Exercise task >> Count how many lines of the following material contain the string "below", treating uppercase and lowercase letters as different. Reply with the number only.

(Dataset excerpts on object pointing)

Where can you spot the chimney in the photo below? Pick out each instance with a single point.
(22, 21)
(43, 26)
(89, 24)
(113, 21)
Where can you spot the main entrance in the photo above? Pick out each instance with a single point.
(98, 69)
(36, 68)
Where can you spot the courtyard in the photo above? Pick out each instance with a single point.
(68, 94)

---

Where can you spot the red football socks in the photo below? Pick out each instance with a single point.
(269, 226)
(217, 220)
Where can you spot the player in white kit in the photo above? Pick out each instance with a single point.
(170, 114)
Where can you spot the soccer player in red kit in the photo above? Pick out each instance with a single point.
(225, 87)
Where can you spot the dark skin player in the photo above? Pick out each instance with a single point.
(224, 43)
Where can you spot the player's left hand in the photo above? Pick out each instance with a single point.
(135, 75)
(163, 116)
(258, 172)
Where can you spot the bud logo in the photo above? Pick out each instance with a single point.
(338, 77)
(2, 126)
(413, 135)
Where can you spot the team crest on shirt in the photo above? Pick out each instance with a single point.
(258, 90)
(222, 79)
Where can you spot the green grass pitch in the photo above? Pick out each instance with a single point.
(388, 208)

Answer >> 2